Stated problem: Reproduce word for word the lines from the one containing "of the round" through the one containing "[(291, 212)]", and nothing else.

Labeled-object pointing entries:
________________
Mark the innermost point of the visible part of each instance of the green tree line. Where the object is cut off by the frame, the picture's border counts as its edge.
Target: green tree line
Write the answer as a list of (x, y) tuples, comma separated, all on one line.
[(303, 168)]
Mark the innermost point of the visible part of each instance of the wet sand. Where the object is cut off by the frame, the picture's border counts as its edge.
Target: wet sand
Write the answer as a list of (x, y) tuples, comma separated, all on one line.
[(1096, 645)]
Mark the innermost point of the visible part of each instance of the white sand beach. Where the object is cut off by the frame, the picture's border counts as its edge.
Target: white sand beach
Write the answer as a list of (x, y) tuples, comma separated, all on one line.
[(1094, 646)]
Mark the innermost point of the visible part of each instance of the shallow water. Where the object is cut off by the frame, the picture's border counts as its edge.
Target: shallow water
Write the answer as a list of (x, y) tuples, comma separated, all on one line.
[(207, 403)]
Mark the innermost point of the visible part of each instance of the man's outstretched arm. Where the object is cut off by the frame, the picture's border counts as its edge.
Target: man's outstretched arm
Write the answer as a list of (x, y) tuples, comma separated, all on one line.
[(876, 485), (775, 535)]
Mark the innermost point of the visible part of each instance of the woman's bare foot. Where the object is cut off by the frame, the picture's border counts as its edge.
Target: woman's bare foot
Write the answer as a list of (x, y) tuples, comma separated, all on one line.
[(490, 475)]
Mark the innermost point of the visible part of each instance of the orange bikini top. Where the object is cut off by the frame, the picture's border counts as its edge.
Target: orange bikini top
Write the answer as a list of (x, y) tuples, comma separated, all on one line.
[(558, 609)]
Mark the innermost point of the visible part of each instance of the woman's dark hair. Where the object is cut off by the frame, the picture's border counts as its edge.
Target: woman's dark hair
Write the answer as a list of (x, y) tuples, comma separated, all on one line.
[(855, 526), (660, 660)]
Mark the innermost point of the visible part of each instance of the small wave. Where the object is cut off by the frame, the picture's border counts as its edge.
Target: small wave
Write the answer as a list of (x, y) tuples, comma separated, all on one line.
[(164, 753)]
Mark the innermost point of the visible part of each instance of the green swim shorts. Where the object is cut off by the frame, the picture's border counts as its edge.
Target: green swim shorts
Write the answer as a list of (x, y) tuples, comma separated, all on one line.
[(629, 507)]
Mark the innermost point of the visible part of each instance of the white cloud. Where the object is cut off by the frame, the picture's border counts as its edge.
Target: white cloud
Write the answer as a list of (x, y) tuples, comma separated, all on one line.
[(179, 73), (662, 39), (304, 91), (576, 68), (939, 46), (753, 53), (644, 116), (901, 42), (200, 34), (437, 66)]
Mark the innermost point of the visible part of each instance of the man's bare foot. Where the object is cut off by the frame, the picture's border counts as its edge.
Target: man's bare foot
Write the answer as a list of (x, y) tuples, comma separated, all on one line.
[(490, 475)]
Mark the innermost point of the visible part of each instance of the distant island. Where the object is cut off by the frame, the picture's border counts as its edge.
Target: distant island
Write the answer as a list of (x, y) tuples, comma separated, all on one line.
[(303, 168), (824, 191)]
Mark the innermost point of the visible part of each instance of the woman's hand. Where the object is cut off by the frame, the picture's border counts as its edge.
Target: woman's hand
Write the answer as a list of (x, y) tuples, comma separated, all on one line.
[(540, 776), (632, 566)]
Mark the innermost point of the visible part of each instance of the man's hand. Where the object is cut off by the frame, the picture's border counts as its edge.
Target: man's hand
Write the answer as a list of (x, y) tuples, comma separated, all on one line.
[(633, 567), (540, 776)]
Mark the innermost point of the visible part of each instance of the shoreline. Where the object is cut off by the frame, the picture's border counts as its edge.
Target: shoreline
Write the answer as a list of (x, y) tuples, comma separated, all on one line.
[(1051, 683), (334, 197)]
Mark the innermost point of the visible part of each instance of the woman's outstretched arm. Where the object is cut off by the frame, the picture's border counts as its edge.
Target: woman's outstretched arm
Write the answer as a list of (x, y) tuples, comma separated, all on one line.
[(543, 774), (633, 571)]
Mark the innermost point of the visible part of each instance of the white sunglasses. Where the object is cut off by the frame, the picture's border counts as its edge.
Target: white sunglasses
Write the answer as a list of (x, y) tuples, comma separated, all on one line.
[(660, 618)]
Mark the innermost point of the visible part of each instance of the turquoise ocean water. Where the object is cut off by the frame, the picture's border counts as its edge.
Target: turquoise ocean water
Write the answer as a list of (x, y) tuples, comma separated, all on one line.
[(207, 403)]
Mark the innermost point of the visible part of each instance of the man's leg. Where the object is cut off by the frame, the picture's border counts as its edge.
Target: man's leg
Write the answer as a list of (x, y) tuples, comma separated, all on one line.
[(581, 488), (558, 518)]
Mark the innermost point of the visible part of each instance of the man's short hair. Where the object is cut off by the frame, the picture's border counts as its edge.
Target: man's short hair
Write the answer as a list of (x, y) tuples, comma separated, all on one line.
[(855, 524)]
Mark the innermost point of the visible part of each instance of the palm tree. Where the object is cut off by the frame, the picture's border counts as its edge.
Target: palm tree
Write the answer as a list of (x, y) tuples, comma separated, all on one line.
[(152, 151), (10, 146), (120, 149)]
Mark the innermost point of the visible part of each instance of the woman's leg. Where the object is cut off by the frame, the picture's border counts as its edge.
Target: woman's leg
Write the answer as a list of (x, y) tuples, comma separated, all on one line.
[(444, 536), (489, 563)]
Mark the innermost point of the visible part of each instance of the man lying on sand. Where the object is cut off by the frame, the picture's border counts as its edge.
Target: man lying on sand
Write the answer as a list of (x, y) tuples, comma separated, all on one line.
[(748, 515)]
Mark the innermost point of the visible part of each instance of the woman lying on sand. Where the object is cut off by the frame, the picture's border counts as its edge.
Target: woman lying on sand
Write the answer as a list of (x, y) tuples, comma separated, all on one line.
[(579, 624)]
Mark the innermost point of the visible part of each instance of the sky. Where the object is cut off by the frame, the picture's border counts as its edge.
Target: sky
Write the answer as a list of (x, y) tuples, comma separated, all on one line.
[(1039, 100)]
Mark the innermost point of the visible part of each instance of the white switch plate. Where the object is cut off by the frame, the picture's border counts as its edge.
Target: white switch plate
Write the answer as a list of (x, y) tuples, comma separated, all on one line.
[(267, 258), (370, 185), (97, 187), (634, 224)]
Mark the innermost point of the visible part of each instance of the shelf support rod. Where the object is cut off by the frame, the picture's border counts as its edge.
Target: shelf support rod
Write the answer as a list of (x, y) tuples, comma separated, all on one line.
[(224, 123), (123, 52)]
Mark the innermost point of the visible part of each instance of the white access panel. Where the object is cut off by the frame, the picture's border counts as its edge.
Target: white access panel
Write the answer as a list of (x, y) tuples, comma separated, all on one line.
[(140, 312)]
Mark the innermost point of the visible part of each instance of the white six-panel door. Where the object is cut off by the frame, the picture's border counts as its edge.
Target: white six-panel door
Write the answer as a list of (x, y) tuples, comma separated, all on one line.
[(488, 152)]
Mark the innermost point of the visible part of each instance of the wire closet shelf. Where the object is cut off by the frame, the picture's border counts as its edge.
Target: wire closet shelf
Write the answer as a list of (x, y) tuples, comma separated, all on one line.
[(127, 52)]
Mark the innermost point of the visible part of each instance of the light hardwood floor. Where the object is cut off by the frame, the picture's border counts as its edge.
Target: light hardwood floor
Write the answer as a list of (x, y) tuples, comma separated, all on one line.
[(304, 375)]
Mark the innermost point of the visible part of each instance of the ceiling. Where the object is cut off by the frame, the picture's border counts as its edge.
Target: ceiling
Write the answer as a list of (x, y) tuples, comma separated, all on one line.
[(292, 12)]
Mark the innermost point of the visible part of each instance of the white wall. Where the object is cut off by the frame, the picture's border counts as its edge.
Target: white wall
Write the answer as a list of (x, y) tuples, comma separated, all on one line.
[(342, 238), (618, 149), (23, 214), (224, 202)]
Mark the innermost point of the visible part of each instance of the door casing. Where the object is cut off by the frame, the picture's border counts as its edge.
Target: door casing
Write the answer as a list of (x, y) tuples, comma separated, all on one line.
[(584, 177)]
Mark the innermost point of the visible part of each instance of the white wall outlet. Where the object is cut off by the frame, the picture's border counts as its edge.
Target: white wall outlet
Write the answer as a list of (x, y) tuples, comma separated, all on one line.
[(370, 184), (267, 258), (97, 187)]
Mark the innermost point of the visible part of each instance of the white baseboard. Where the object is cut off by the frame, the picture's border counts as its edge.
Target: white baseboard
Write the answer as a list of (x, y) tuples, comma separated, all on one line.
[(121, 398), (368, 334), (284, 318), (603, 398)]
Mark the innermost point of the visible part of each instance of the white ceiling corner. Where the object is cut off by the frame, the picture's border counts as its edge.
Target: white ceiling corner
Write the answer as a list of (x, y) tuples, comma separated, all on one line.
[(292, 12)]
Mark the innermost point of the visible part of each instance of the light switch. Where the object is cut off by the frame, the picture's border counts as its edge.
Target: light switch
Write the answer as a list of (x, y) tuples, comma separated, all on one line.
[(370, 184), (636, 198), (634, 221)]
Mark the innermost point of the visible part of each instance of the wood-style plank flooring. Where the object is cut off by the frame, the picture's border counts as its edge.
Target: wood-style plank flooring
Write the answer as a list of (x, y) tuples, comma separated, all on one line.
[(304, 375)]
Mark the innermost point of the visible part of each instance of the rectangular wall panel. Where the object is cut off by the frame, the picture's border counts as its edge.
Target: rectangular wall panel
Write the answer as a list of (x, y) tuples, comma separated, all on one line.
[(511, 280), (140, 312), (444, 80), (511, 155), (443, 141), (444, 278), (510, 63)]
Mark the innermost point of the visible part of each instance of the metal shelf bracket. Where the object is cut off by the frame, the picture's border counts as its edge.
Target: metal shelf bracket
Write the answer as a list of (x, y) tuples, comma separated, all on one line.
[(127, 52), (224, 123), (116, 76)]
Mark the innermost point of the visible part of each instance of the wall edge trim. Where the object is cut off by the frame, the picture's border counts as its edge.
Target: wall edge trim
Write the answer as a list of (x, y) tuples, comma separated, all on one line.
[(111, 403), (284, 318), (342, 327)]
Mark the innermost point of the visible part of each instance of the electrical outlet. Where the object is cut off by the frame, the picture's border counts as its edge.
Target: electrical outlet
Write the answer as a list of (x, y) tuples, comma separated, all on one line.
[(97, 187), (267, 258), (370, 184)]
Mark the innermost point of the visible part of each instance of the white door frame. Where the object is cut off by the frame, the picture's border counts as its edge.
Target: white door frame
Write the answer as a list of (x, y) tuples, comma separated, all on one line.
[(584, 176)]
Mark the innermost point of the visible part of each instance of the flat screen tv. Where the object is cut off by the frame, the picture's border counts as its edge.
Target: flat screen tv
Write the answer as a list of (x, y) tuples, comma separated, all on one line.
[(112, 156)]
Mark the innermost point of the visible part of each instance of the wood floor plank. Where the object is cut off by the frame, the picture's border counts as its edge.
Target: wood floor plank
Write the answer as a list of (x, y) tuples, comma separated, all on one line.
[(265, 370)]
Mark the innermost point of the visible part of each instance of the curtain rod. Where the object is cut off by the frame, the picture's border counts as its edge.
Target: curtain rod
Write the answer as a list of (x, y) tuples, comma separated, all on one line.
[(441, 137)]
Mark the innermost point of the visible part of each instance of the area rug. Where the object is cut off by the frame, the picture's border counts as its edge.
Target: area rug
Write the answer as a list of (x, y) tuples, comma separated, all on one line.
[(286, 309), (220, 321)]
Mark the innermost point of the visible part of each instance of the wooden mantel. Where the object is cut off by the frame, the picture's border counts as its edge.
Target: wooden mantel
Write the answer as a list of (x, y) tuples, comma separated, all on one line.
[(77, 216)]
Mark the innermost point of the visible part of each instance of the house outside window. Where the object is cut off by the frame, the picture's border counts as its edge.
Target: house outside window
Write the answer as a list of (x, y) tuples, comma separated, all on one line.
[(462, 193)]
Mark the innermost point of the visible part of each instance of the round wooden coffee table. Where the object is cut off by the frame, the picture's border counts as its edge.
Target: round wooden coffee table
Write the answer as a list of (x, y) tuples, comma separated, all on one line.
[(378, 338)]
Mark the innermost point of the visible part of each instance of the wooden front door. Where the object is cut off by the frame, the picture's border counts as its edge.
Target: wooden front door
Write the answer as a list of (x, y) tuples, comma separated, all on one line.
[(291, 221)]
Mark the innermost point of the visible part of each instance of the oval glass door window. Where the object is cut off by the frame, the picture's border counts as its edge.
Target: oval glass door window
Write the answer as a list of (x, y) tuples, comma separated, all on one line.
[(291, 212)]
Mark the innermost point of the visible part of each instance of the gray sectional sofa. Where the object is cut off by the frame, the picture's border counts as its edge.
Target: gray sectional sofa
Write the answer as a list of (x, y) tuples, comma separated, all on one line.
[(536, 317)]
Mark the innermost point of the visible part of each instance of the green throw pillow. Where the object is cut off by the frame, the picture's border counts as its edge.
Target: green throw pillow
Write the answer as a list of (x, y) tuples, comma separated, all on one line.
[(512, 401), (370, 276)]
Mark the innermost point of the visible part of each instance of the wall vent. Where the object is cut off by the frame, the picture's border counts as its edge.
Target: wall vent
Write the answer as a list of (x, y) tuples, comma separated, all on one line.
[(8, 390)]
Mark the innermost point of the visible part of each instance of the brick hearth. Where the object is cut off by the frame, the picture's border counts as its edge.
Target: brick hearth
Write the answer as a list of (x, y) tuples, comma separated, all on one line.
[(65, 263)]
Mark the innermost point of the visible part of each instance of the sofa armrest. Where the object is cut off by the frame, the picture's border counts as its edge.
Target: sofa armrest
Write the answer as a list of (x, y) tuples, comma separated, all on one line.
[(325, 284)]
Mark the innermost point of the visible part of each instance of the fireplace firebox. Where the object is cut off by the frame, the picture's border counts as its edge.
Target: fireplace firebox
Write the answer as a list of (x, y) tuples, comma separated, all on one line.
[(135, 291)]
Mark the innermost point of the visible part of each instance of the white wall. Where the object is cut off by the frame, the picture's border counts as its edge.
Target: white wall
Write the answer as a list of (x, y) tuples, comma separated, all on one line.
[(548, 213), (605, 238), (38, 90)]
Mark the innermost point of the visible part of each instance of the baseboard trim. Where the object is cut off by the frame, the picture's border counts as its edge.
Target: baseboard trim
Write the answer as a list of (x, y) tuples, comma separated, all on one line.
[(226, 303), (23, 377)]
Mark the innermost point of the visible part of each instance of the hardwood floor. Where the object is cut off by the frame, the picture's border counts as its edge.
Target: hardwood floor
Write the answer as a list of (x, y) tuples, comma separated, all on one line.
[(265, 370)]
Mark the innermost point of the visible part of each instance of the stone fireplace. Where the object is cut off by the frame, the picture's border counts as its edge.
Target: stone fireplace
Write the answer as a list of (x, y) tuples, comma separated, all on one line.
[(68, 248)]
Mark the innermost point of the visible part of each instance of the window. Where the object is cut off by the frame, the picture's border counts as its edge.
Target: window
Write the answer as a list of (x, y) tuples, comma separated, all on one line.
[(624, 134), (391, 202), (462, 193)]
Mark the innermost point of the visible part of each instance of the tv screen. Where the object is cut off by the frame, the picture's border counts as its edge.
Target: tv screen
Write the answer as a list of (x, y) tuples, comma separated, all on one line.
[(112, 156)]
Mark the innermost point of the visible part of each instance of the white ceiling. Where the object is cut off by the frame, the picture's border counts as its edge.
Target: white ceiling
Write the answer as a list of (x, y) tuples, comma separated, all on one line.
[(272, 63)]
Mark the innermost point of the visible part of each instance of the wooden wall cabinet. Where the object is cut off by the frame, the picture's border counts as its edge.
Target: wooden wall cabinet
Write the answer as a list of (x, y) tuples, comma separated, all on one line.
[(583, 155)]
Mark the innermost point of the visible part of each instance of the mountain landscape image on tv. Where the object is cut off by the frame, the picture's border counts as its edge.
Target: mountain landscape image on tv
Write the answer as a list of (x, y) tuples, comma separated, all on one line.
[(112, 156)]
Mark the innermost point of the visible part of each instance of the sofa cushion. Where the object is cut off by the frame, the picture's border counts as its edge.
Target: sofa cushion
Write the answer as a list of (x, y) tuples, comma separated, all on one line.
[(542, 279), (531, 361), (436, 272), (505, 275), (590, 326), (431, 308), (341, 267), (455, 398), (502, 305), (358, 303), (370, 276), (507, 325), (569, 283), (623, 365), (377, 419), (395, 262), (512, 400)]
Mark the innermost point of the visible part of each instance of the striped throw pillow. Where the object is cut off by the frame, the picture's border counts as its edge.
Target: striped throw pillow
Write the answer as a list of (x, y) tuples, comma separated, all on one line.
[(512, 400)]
________________
Task result:
Mark the innermost point of the visible part of each instance of the round wooden coffee table. Where the object is cut off by the frame, the picture's border counts as its edge.
Target: round wooden coffee table
Write the answer as a list of (x, y) tuples, comma separated, all on one line.
[(378, 338)]
Mark the innermost point of the visible part of each instance of the wooden front door. Where the object is cut off by the frame, the picture's border counts as its edge.
Target: wooden front door
Write the answer as a list of (x, y) tuples, comma separated, all on one line.
[(291, 221)]
Mark the innermost point of the visible part of each instance of the oval glass door window. Where the object is cut off by the frame, the picture's border counts as its edge.
Target: oval glass door window
Write the answer as a list of (x, y) tuples, comma separated, all on one line.
[(291, 212)]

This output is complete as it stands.